**KUTIPAN TEKS:**
· · ·

Yah, Inggris yang dianggap negara tempat kelahiran olahraga paling popular di bumi ini, kembali gagal dalam tos-tos-an. Sehingga, komentator dalam bahasa Inggris yang sudah jelas dari nada bicaranya merupakan orang Inggris mengatakan "As Usual, England fail to win in Penalty shootout!". Itulah kenyataan tragis yang harus dialami negeri Ratu Elizabeth, gagal dalam setiap adu penalti di turnamen Piala dunia. Masih segar kegagalan David Batty cs, atau David Beckham cs di setiap adu penalti, mereka gagal.
Namun, adu satu kalimat yang menggelitik saat menyimak pertandingan yang disiarkan langsung oleh hampir seluruh stasiun televisi di dunia ini, sebuah pernyataan komentator dalam bahasa Inggris. "It's a praying time", saatnya berdoa. Inilah saat semua pemain, offisial, pendukung, ataupun bukan untuk berdoa. Berdoa bagi kesuksesan timnya, berdoa untuk kegagalan tim lawannya. Inilah saatnya berdoa.
Bagi Inggris, negara yang menganggap sepakbola sebagai agama tentunya akan berdoa dengan caranya sendiri. Negara satu-satunya yang mengenal istilah "boxing-days" ini bisa dipastikan akan berdoa dengan agama bola. Akan tetapi, bukan sekali dua kali mereka gagal pada momen ini. Inggris selalu gagal dalam adu pinalti di piala dunia!
Sebuah fakta lucu tapi menyedihkan bagi seluruh insan persepakbolaan di negeri asalnya ini. Hal ini membuktikan, sepakbola sebagai sebuah sistem tidak bisa dijadikan sebuah dogma. Sepakbola ialah sebuah gerak yang asal katanya permainan. Saatnya bermain, bermain dengan keceriaan, bermain seperti jiwa anak kecil yang asik dengan permainannya. Hal inilah yang mungkin membuat pasukan Sven Goran ini kembali gagal dalam adu pinalti dengan Portugal.

· · ·

**CUPLIKAN DATA:**
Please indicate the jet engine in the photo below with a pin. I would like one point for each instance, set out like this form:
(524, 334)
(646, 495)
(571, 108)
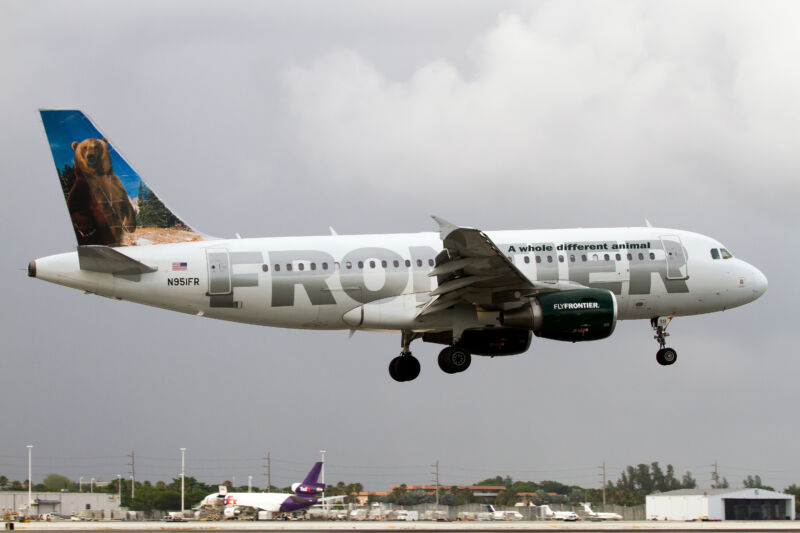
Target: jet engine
(572, 315)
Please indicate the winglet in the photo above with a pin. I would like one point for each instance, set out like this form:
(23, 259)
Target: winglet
(445, 227)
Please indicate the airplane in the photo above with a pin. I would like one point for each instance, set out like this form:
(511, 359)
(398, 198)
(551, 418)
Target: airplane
(601, 515)
(476, 292)
(503, 515)
(237, 503)
(548, 514)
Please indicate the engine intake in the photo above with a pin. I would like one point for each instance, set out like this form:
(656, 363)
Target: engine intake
(573, 315)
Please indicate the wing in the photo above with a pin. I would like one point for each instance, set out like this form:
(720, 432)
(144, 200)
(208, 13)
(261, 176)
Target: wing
(472, 269)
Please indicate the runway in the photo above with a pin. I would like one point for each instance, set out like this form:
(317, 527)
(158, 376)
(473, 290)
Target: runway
(422, 526)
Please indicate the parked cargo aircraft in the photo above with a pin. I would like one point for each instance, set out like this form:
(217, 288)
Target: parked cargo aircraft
(235, 503)
(477, 293)
(599, 515)
(503, 515)
(547, 513)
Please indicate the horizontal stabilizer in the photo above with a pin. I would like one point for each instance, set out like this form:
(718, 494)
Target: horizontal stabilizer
(98, 258)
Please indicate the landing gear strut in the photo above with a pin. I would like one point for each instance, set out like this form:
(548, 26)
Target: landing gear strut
(405, 367)
(665, 356)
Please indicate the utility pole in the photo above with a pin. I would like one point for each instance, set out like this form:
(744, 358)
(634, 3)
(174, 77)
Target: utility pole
(715, 475)
(133, 474)
(604, 482)
(436, 482)
(183, 475)
(30, 495)
(324, 503)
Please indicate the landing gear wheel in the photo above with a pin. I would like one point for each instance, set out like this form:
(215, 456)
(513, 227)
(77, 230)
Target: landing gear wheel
(454, 359)
(404, 368)
(666, 356)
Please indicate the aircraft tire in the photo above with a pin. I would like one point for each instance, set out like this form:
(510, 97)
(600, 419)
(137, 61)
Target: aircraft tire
(404, 368)
(668, 356)
(393, 369)
(454, 359)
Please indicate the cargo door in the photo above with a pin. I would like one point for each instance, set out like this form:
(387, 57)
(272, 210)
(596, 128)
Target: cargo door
(677, 264)
(219, 271)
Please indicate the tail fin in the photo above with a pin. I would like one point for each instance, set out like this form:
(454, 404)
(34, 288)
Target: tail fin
(109, 204)
(310, 484)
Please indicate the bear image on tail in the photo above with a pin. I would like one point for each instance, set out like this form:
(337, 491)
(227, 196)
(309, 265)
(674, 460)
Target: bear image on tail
(98, 204)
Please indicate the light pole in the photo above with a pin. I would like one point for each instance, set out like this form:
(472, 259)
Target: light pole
(183, 464)
(324, 506)
(30, 495)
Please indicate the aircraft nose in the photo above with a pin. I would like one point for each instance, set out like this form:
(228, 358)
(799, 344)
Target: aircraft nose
(759, 283)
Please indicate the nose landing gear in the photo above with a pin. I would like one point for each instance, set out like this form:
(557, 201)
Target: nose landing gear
(665, 356)
(405, 367)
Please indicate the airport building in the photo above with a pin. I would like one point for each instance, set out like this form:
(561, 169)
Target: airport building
(66, 503)
(720, 504)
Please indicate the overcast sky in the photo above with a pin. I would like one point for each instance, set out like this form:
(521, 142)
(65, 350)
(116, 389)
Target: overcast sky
(282, 118)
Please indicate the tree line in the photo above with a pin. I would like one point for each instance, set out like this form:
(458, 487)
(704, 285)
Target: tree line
(634, 483)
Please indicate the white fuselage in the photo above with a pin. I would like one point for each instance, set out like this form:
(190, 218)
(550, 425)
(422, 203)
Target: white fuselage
(379, 282)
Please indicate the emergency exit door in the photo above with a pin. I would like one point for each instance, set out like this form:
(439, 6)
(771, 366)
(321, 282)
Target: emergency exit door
(219, 271)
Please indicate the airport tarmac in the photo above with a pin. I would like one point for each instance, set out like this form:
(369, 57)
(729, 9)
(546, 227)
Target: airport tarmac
(367, 527)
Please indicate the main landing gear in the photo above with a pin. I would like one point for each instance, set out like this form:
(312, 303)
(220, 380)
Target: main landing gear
(405, 367)
(665, 356)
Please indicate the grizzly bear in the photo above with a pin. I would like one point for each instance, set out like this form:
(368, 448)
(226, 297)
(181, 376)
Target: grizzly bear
(98, 203)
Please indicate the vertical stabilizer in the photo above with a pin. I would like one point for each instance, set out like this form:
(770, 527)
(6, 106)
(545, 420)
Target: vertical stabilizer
(108, 203)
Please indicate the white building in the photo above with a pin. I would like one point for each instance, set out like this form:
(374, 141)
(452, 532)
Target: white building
(68, 503)
(720, 504)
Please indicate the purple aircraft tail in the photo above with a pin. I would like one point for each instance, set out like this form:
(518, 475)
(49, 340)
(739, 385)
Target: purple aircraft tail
(310, 486)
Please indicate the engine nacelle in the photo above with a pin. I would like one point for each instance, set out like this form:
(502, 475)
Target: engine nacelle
(573, 315)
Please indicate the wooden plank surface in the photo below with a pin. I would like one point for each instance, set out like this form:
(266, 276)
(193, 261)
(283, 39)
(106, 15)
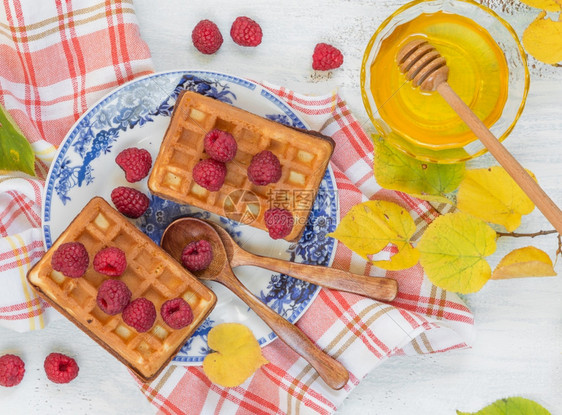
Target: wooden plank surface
(518, 348)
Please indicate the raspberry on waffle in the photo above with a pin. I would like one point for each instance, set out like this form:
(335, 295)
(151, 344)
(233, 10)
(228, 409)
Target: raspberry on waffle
(151, 273)
(303, 156)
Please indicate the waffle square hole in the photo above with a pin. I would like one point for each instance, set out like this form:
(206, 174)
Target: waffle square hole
(125, 332)
(99, 315)
(180, 159)
(147, 261)
(155, 296)
(225, 125)
(171, 281)
(171, 180)
(249, 137)
(277, 147)
(188, 137)
(87, 239)
(102, 222)
(122, 239)
(80, 295)
(160, 332)
(144, 350)
(57, 277)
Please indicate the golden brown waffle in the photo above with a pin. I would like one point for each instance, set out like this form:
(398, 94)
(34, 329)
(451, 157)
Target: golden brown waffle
(304, 157)
(150, 273)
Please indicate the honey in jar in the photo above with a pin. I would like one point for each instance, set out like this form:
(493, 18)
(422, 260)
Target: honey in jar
(478, 72)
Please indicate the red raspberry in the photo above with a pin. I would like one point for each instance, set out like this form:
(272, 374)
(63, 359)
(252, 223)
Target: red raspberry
(326, 57)
(12, 369)
(130, 202)
(206, 37)
(110, 261)
(60, 368)
(197, 255)
(135, 162)
(264, 168)
(71, 259)
(176, 313)
(279, 222)
(246, 32)
(140, 314)
(113, 296)
(209, 174)
(220, 145)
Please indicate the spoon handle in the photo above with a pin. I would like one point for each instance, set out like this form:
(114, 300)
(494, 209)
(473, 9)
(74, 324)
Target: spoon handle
(504, 157)
(330, 370)
(378, 288)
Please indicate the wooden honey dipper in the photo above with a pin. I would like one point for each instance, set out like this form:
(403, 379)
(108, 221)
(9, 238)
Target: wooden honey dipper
(426, 68)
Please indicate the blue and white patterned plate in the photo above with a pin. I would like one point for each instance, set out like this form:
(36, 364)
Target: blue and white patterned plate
(137, 114)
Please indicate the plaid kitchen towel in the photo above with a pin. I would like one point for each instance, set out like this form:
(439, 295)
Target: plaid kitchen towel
(56, 58)
(359, 332)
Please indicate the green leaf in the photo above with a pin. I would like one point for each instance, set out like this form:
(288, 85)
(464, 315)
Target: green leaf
(369, 227)
(15, 151)
(510, 406)
(398, 171)
(493, 196)
(453, 250)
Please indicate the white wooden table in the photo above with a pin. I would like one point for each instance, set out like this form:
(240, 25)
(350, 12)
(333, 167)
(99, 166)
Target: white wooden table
(518, 349)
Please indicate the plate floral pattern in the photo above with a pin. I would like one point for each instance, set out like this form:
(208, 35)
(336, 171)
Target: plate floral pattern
(137, 114)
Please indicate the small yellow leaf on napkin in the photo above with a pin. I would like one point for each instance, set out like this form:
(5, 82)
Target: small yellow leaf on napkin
(371, 226)
(548, 5)
(453, 249)
(237, 354)
(493, 196)
(15, 151)
(524, 262)
(543, 39)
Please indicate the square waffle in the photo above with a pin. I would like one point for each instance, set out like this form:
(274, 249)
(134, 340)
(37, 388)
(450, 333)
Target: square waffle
(150, 273)
(304, 157)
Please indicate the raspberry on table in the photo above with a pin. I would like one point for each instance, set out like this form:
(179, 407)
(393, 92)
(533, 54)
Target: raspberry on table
(220, 145)
(206, 37)
(135, 162)
(197, 255)
(140, 314)
(176, 313)
(60, 368)
(279, 222)
(110, 261)
(264, 168)
(130, 202)
(71, 258)
(210, 174)
(113, 296)
(12, 369)
(246, 32)
(326, 57)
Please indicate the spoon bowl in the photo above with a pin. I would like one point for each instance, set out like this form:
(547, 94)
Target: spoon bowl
(185, 230)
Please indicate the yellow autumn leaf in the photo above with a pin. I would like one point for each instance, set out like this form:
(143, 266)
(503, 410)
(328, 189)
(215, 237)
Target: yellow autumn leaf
(548, 5)
(453, 249)
(371, 226)
(543, 39)
(492, 195)
(524, 262)
(237, 355)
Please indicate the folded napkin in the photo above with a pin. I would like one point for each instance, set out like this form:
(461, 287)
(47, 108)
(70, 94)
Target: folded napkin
(359, 332)
(57, 58)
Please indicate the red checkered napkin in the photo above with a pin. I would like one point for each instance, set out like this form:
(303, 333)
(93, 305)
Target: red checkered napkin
(359, 332)
(56, 58)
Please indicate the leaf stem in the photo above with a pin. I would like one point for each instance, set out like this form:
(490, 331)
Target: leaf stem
(526, 235)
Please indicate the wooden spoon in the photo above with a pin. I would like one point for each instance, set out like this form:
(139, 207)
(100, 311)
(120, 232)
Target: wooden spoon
(378, 288)
(427, 69)
(185, 230)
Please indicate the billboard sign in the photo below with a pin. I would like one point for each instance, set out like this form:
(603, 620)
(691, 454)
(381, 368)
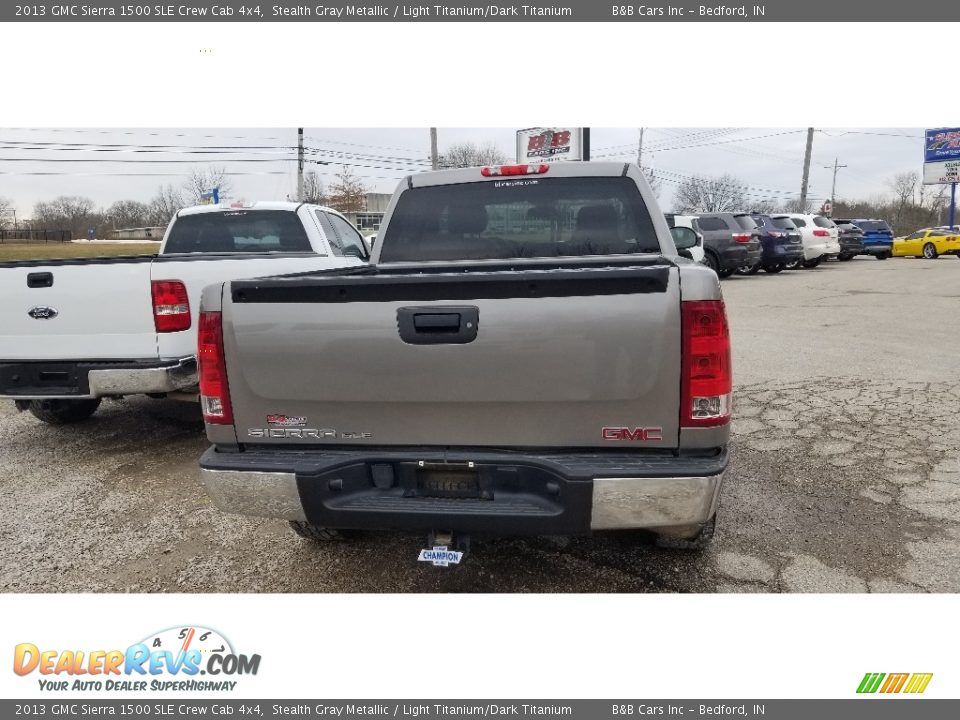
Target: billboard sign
(941, 173)
(549, 144)
(941, 144)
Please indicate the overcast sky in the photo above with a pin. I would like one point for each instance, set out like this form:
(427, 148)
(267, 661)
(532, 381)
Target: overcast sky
(120, 164)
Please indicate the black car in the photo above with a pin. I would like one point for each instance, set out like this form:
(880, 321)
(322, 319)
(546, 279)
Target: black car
(781, 243)
(730, 241)
(851, 240)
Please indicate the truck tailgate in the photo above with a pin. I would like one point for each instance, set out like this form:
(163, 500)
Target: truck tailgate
(536, 358)
(92, 309)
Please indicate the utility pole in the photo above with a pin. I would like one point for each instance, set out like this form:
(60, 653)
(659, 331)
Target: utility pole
(833, 188)
(434, 157)
(299, 164)
(806, 170)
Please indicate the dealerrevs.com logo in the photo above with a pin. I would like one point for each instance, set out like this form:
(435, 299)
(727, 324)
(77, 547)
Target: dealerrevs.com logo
(893, 683)
(185, 658)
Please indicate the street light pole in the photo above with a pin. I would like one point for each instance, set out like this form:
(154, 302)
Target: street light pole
(833, 188)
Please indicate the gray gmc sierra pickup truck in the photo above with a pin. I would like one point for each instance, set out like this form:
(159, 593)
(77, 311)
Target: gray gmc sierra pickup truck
(527, 354)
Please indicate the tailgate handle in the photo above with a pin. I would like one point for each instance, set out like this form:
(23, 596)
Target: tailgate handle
(438, 325)
(40, 280)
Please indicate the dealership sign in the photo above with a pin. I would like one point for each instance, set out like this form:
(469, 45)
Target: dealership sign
(549, 144)
(941, 173)
(941, 156)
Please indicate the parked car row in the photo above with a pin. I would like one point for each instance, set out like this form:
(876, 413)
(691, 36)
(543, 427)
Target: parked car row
(745, 243)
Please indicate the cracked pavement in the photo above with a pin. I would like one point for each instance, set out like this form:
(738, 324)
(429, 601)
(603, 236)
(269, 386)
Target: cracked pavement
(844, 476)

· · ·

**RUMUSAN SOAL 1:**
Dalam kutipan teks tentang kegagalan Inggris dalam adu penalti, melawan tim mana pasukan Sven Goran kembali gagal dalam adu penalti?
**RUMUSAN SOAL 2:**
Salin dengan tepat bagian kutipan teks tentang kegagalan Inggris dalam adu penalti, mulai dari "Yah, Inggris yang" dan berakhir pada "penalti, mereka gagal.".
Item-item tersebut tidak dipakai sama sekali dalam pengerjaan ini.

**JAWABAN LENGKAP 1:**
Portugal.

**JAWABAN LENGKAP 2:**
Yah, Inggris yang dianggap negara tempat kelahiran olahraga paling popular di bumi ini, kembali gagal dalam tos-tos-an. Sehingga, komentator dalam bahasa Inggris yang sudah jelas dari nada bicaranya merupakan orang Inggris mengatakan "As Usual, England fail to win in Penalty shootout!". Itulah kenyataan tragis yang harus dialami negeri Ratu Elizabeth, gagal dalam setiap adu penalti di turnamen Piala dunia. Masih segar kegagalan David Batty cs, atau David Beckham cs di setiap adu penalti, mereka gagal.